__Exercise task 1__. Reproduce the passage of the NY Times blog post that begins with the words containing "Guess who the" and ends with "word puzzles (ARGH!).".
__Exercise task 2__. Carry on the blog post about reading the NY Times from the point where it stops.

__Document section__.
What A Nice Surprise

Guess who the publicist mentioned in the caption is…

So, I was reading the NY Times, as I am wont to do despite my myriad complaints about the damned thing: the shitty way they treated my father (a reporter there for 22 years), the inexcusable both-sides-ism they practice so as to appear “objective” (an impossibility; fairness and honesty should be the goal), the even-more-inexcusable and morally reprehensible ways Judith Miller and Maggie Haberman sacrificed journalistic ethics and standards to make a few bucks (and, respectively, facilitated the Iraq War and the further treasonous behavior of that former president whose name I refuse to utter in the process) — and, of course, the arbitrary and exasperating provincialism they practice in their word puzzles (ARGH!).

All of those aggravations notwithstanding, I feel it’s important to support journalism for the benefit of society. And my late father, despite his feelings about the way he was treated, still read the Old Grey Lady every single day right up to the very end of his life.

__Entries supplied__.

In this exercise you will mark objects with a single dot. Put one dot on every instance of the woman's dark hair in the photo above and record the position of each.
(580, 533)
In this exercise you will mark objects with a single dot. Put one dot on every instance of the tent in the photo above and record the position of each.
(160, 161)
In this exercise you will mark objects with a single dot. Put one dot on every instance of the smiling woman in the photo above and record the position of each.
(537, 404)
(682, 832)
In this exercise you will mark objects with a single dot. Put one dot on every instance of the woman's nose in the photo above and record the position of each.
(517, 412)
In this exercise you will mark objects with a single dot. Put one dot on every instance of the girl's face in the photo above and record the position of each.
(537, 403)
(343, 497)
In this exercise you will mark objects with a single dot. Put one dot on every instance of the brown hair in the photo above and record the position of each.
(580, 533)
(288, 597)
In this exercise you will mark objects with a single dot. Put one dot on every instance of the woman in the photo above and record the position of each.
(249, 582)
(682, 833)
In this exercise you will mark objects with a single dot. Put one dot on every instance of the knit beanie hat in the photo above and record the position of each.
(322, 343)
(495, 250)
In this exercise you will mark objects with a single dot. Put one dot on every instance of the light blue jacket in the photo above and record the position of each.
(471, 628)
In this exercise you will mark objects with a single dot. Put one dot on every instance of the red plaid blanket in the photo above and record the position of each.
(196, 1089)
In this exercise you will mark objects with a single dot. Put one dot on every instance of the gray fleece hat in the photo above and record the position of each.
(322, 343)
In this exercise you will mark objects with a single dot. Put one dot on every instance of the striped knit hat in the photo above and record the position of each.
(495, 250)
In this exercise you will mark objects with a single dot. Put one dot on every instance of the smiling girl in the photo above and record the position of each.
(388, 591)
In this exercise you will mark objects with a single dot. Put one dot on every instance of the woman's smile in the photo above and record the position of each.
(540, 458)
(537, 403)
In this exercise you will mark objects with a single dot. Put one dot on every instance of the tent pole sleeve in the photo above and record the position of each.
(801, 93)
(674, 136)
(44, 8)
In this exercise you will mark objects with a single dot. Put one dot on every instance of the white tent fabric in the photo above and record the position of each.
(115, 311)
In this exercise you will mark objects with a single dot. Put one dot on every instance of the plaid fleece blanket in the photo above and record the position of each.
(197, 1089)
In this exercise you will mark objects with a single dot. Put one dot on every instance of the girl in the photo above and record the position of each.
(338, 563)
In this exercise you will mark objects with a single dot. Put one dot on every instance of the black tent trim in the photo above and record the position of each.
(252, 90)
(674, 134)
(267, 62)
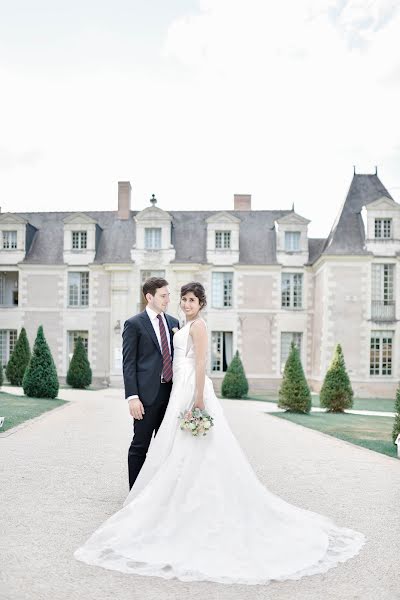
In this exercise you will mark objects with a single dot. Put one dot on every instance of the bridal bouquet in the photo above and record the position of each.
(197, 421)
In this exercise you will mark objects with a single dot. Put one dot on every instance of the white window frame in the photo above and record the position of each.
(10, 240)
(383, 229)
(78, 289)
(221, 342)
(222, 289)
(152, 238)
(287, 337)
(292, 291)
(292, 241)
(79, 240)
(223, 240)
(8, 339)
(381, 363)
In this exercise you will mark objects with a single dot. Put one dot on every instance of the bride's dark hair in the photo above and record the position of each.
(197, 289)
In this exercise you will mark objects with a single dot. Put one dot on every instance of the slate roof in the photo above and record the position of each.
(189, 236)
(347, 235)
(257, 240)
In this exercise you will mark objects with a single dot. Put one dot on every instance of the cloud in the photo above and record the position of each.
(13, 160)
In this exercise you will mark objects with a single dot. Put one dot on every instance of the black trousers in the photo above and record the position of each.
(143, 431)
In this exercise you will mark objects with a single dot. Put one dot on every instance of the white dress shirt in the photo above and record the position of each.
(156, 326)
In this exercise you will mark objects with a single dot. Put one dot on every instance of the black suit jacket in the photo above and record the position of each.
(142, 358)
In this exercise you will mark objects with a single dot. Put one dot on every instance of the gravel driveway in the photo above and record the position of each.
(65, 472)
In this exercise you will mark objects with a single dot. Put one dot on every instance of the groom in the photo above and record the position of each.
(147, 365)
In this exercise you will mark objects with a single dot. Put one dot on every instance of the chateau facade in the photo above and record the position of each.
(268, 283)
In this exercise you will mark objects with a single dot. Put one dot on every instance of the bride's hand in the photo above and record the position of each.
(199, 403)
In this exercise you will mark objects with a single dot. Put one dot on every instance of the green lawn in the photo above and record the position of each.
(381, 404)
(17, 409)
(370, 432)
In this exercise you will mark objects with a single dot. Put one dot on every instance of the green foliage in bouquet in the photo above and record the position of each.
(396, 425)
(235, 383)
(79, 373)
(19, 359)
(336, 393)
(40, 379)
(294, 393)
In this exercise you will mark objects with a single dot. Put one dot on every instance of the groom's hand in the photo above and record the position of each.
(136, 408)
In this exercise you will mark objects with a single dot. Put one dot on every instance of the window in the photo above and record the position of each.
(152, 238)
(292, 290)
(287, 337)
(222, 286)
(221, 350)
(79, 240)
(383, 229)
(78, 289)
(8, 339)
(292, 240)
(380, 358)
(72, 339)
(143, 276)
(383, 303)
(9, 240)
(9, 289)
(222, 239)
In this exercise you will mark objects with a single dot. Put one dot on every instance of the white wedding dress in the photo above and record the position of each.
(197, 511)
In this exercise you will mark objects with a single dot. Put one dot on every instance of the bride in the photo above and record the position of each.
(197, 511)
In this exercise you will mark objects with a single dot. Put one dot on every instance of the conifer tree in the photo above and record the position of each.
(40, 379)
(294, 393)
(336, 393)
(19, 359)
(396, 425)
(79, 373)
(235, 383)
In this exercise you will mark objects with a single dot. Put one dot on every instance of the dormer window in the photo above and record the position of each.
(292, 241)
(9, 240)
(383, 229)
(152, 238)
(222, 240)
(79, 240)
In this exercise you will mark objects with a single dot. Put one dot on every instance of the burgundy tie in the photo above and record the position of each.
(167, 362)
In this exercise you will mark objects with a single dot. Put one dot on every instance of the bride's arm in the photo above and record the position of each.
(199, 335)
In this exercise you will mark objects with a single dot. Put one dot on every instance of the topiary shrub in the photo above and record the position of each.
(40, 379)
(79, 373)
(396, 425)
(336, 393)
(294, 393)
(19, 359)
(235, 383)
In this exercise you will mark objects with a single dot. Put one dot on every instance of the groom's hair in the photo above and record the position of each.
(152, 284)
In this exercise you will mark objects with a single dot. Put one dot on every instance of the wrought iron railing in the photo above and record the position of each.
(383, 310)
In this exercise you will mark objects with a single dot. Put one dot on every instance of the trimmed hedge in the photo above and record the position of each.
(336, 393)
(235, 383)
(294, 393)
(40, 379)
(19, 360)
(79, 373)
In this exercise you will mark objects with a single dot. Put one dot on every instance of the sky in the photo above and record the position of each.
(196, 100)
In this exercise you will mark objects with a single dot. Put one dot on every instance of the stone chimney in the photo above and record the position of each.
(242, 201)
(124, 199)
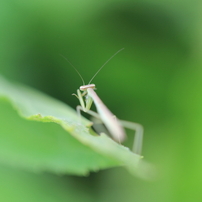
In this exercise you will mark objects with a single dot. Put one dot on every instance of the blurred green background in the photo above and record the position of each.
(155, 81)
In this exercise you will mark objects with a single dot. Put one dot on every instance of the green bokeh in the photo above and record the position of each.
(155, 81)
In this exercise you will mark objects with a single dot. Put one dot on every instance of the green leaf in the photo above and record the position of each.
(43, 134)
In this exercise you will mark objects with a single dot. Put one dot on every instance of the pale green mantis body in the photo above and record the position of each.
(114, 125)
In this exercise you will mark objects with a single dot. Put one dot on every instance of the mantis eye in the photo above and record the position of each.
(83, 88)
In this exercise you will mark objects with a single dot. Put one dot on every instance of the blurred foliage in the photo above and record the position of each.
(155, 81)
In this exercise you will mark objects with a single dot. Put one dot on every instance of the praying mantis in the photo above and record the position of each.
(87, 95)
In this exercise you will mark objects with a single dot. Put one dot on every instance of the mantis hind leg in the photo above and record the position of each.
(138, 140)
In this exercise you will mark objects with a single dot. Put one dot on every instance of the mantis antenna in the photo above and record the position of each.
(104, 65)
(98, 69)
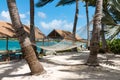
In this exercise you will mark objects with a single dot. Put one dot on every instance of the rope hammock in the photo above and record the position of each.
(61, 46)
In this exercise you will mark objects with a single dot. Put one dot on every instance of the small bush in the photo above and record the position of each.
(101, 50)
(115, 46)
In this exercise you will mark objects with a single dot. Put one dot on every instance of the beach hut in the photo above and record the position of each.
(6, 31)
(62, 34)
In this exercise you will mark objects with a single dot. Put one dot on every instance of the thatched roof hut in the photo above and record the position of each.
(6, 30)
(61, 34)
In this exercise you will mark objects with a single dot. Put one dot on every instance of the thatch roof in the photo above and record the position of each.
(61, 34)
(6, 30)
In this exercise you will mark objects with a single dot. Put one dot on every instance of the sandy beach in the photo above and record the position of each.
(64, 66)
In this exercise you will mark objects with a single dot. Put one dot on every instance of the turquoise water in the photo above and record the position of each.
(14, 44)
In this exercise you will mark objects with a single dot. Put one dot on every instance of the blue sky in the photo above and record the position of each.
(49, 17)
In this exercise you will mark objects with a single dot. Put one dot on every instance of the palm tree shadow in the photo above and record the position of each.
(13, 67)
(91, 73)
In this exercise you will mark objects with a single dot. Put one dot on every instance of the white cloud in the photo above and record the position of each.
(5, 15)
(41, 14)
(81, 16)
(22, 16)
(57, 24)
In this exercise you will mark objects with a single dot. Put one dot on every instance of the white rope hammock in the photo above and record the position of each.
(61, 46)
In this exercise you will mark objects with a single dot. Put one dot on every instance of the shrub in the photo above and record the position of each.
(115, 46)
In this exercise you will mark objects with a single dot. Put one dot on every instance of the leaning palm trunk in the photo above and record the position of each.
(87, 16)
(75, 20)
(94, 44)
(32, 28)
(27, 50)
(75, 24)
(104, 43)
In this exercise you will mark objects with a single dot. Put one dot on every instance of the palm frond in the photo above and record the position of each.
(41, 3)
(65, 2)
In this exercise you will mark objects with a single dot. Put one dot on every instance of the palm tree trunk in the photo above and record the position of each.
(75, 20)
(32, 28)
(88, 34)
(27, 50)
(104, 43)
(94, 44)
(75, 24)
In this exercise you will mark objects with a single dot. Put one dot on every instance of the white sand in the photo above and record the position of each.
(67, 66)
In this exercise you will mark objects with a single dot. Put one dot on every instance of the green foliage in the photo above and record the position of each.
(115, 46)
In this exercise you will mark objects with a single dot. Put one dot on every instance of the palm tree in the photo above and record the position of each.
(32, 27)
(24, 41)
(88, 34)
(94, 43)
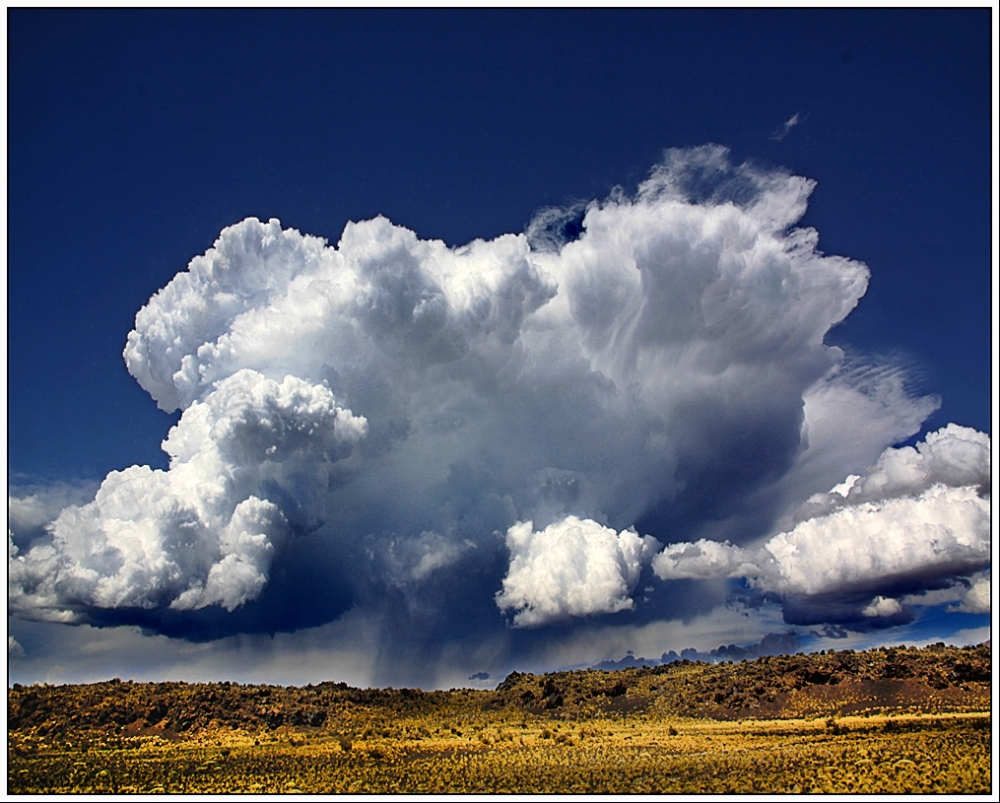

__Written answer 1__.
Guess who the publicist mentioned in the caption is…

So, I was reading the NY Times, as I am wont to do despite my myriad complaints about the damned thing: the shitty way they treated my father (a reporter there for 22 years), the inexcusable both-sides-ism they practice so as to appear “objective” (an impossibility; fairness and honesty should be the goal), the even-more-inexcusable and morally reprehensible ways Judith Miller and Maggie Haberman sacrificed journalistic ethics and standards to make a few bucks (and, respectively, facilitated the Iraq War and the further treasonous behavior of that former president whose name I refuse to utter in the process) — and, of course, the arbitrary and exasperating provincialism they practice in their word puzzles (ARGH!).

__Written answer 2__.
So, yeah, I read the Times. And today I was treated to a wonderful surprise: a reminder of my late mother. An op-ed/Q-and-A with Gloria Steinem, Alice Walker and others shared recollections on the 50th anniversary of the founding of Ms. magazine — an important and influential publication that my mother was also involved in founding.

There were several photos of early magazine covers in the essay, including one of a male’s back. The caption for the photo read, “Ms. shared an office with Robert Redford’s publicist, which is how his back side ended up on the cover of this issue.”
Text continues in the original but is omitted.